__WHAT TO WORK ON__
Rewrite every line of the entries below, changing "integer pixel coordinates" to "whole-number pixel coordinates" and keeping all other text identical. Leave the pictures out of your output.
## start EXTRACTED ENTRIES
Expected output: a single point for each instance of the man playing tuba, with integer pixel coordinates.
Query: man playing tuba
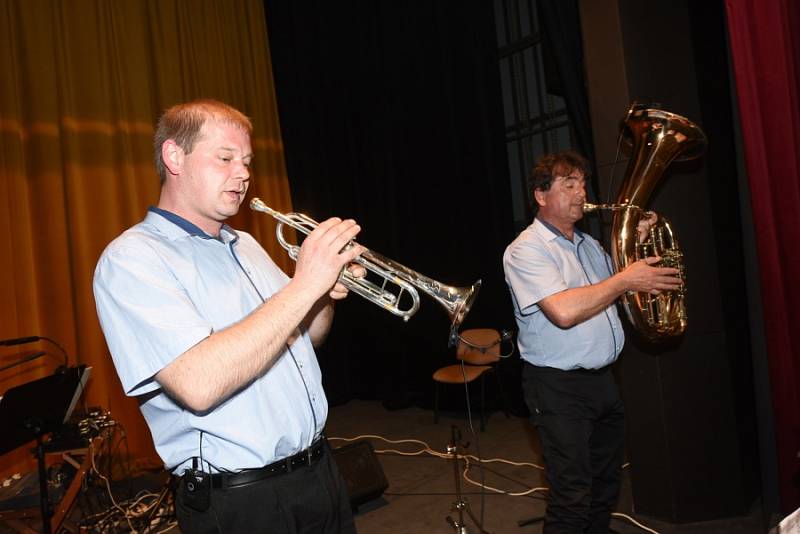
(563, 291)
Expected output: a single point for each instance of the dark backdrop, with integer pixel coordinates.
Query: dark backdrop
(391, 114)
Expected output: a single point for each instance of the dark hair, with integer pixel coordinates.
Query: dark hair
(551, 166)
(182, 123)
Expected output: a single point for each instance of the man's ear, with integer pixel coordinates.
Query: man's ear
(539, 196)
(173, 156)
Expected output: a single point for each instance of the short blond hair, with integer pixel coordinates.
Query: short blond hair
(183, 122)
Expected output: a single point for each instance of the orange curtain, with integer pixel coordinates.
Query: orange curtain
(82, 84)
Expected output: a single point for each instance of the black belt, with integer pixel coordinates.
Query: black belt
(286, 465)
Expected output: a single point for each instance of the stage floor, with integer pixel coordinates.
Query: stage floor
(422, 488)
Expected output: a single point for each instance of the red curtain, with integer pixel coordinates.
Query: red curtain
(766, 59)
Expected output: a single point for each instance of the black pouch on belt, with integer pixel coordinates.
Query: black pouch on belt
(196, 489)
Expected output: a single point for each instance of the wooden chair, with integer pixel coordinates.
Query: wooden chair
(479, 350)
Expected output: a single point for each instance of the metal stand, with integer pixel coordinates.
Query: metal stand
(460, 504)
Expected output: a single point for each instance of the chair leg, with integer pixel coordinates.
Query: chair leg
(483, 403)
(435, 402)
(506, 403)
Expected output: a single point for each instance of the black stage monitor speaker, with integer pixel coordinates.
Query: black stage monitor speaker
(361, 471)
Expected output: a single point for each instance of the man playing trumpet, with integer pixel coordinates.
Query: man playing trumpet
(217, 343)
(563, 291)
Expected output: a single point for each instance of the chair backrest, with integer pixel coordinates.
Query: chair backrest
(487, 346)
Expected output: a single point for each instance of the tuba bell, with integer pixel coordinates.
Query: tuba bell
(657, 139)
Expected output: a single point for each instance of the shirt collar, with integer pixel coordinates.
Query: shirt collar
(184, 227)
(557, 233)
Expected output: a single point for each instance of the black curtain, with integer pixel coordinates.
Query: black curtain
(562, 50)
(391, 114)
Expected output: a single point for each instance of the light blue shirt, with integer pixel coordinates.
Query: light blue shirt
(162, 287)
(541, 262)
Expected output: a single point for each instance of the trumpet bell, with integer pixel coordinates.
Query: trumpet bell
(387, 284)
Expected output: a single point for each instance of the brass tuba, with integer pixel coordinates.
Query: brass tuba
(657, 139)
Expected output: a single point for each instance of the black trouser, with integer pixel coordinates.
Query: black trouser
(310, 500)
(580, 421)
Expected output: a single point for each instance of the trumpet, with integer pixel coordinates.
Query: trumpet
(395, 287)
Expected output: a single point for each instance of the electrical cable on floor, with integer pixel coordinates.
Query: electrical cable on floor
(427, 450)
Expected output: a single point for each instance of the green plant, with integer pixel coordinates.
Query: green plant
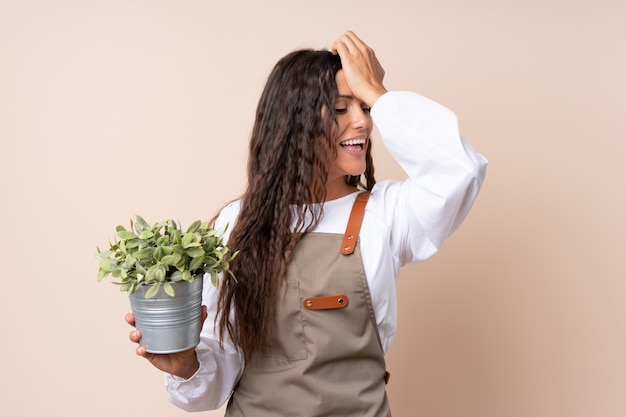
(161, 253)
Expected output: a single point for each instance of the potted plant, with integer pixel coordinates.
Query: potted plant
(162, 267)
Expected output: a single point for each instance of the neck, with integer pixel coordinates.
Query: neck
(338, 188)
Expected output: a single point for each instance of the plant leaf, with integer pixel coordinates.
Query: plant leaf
(152, 291)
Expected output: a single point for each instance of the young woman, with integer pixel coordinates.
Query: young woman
(304, 330)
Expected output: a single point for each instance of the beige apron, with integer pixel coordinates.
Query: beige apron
(325, 358)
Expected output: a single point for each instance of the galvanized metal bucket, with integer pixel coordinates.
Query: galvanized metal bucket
(169, 324)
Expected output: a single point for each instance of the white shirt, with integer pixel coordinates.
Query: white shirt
(404, 222)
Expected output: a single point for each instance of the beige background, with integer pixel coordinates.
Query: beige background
(112, 108)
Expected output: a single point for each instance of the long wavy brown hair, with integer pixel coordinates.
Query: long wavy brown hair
(290, 155)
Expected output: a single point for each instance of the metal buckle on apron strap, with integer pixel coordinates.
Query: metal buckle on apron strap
(354, 224)
(328, 302)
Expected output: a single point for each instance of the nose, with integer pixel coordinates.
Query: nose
(361, 119)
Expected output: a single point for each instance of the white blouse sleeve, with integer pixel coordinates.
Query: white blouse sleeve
(444, 172)
(220, 366)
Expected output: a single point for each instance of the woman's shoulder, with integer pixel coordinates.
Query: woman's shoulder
(227, 217)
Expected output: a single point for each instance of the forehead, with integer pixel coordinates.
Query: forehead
(342, 85)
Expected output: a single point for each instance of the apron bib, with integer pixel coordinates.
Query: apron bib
(325, 357)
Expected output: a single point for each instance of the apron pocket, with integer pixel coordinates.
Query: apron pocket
(288, 341)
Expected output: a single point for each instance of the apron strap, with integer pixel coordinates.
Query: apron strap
(354, 224)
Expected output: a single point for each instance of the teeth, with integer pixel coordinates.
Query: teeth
(353, 142)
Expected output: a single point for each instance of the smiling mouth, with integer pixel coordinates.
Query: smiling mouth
(350, 143)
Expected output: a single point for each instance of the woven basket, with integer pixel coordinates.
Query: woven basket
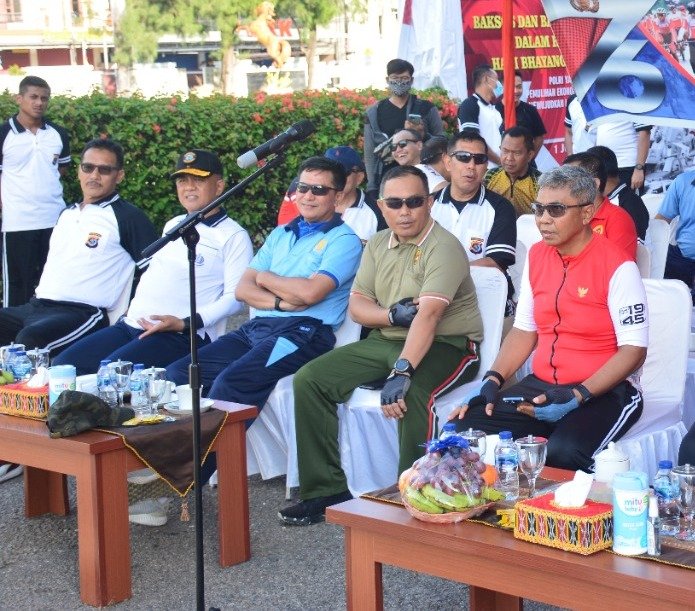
(18, 400)
(450, 517)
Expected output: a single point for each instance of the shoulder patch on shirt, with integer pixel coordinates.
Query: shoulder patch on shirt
## end EXTRACTED ENTRIES
__SOLUTION TO THE PROBLEM__
Expected output: a single point for each instance of the man playing tuba, with whole-number pixel coordinates.
Query: man playing tuba
(563, 291)
Expected output: a single point for each instance of the dark backdrop, with whole-number pixel coordinates.
Query: dark backdrop
(391, 114)
Expected output: a single point for each instance of the dark hair, with whole-number pixel coordinates.
Query: dark hair
(551, 166)
(182, 123)
Expected output: a single point for each instance of the man's ear, with whole-number pixel coordinates.
Query: man's ear
(539, 196)
(173, 156)
Expected output: a single point for each instance of the short blond hair, with whole-number pixel coordinates.
Query: short blond hair
(183, 122)
Expected output: a single point for each instance of the orange curtain, with whole-number pixel coordinates.
Query: orange curtain
(82, 84)
Expected output: a single point for each instance of the black belt, with whole-number pixel coordinates.
Query: black belt
(286, 465)
Expected output: a single point for each instance of the stage floor, with whole-number pixel coordinates.
Query: stage floor
(422, 488)
Expected output: a single point for each instance of the red curtain, with whole-number pixel coordinates.
Query: red curtain
(766, 59)
Expected output: a single point for each instance of the black pouch on belt, with whole-number pixel coordinates.
Query: black pouch on belt
(196, 489)
Expected output: a single point for each instance of the wooden chair, with whole-number pixel coordinates.
Query: wooden chair
(479, 350)
Expected output: a single point for each instance of the metal stand, with whole-number pixel coordinates.
Query: metal stand
(460, 504)
Expected output: a single point for each instance of the chair leg, with whole-number pixel coordinates.
Query: chair leg
(483, 403)
(435, 402)
(506, 403)
Expected output: a single point for each instance of the black stage monitor speaker, with whole-number pixel coordinates.
Query: black stage monitor speaker
(361, 471)
Expected output: a single point for each instance of the man playing trumpet, with whole-number pixel coordinates.
Query: man playing trumpet
(217, 343)
(563, 291)
Expected output: a single point for each instance of the chair backrest, with whole-number pixel coordinates.
Query: chair backrest
(487, 346)
Expected output: a single point for each instance of the tuba bell, with whole-number pixel coordinates.
Query: tuba bell
(657, 139)
Expected output: a single point for each instance of the shirt collar, with whole-number pixel coordinates.
Query: shirt collar
(184, 227)
(557, 233)
Expected output: a single point for each instance of the black curtain, with whole-number pixel coordinates.
Query: black curtain
(562, 50)
(391, 114)
Expected output: a single point for each instance of the light blue shirt, with whole-number pixel coordinates.
Query: light blue shirt
(162, 287)
(541, 262)
Expected output: a single point for each instance of the trumpet bell, with whole-number pixel coordinates.
Query: trumpet bell
(387, 284)
Expected output: a single point for each instance of the brass tuba, with whole-number pixel coordinates.
Query: brass tuba
(657, 139)
Expected output: a single point for each instance of the black trouser, with whole-number pixel coordinates.
Query: black trouser
(310, 500)
(580, 421)
Expected output: a single point for each instance of the trumpet, with whole-number pixel coordinates.
Query: trumpet
(395, 287)
Expected output: a single point for each instance of the electrical cable on floor, with whole-number pixel coordinates.
Query: electrical cable on floor
(427, 450)
Expected output: a single point for each instance of the green plant, with whole-number pixel coordinates.
Query: green plant
(161, 253)
Expected output: a single point for each instance of the potted plant, with whole-number pixel coordinates.
Query: potted plant
(162, 267)
Expected output: a single point for each instance of the neck, with whole-number pixel coordinates.
Query: neck
(338, 188)
Expected output: a single point for each instance of the plant leaf, with whole-number pixel coordinates.
Query: plant leaf
(152, 291)
Expected output: a single point for each instance of the young woman, with whole-number pixel coordinates.
Query: young woman
(304, 330)
Expected output: a single point for each instance of the beige apron, with whole-number pixel coordinates.
Query: beige apron
(325, 358)
Expected output: a single point for each instance of the galvanized metal bucket, with whole-number pixel coordinates.
Query: galvanized metal bucket
(169, 324)
Expected output: a single point for each instance of the white shirt, with whole-number pixel coordinates.
Query: white shirt
(404, 222)
Expected output: a single point for each instance of the beige background, with whole-number pixel coordinates.
Query: beige background
(112, 108)
Expected output: a single point for each instance of the long wavy brown hair, with whole-number pixel coordinates.
Query: long wavy brown hair
(290, 155)
Expected output: a single point for each instance of the metal buckle on apron strap, with whole-number pixel coordinates.
Query: metal buckle on apron strap
(354, 224)
(328, 302)
Expected output: a single point for each instance of the nose, with whole-number pixel coordinates.
Query: nose
(361, 119)
Expected output: a single point for each instance of the white blouse sleeve, with whole-number pixel coordinates.
Query: white blouse sleeve
(444, 172)
(220, 366)
Expected output: a single point for each instance of the woman's shoulder, with whole-number pixel coordinates.
Query: woman's shoulder
(227, 217)
Expected output: a single point for each instance of the forehead, with whole-number pixel coordinates.
Query: forehead
(342, 85)
Expected output: a single point for each instance of the apron bib, with whole-number pixel coordinates.
Query: apron bib
(325, 357)
Expected output: a single point for each instance of the apron pocket, with whole-number pixel coordinates.
Query: apron pocket
(288, 341)
Expected output: a single point for each instance of the apron strap, with whole-number pixel coordinates.
Query: apron strap
(354, 224)
Expected output: a single point for each instance of the teeth, with whole-number pixel coordinates.
Query: teeth
(353, 142)
Expected output: a single point for each instance of the smiling mouth, with whole-number pixel coordinates.
Query: smiling mouth
(350, 143)
Expected output: a single point for each instance of the woven basket, with whole-number pixel coordinates.
Query: woven basket
(18, 400)
(450, 517)
Expected output: a single point for each instance of the shoulder patch on shirt, with whole-number pixel coordinates.
Query: shoulder patch on shirt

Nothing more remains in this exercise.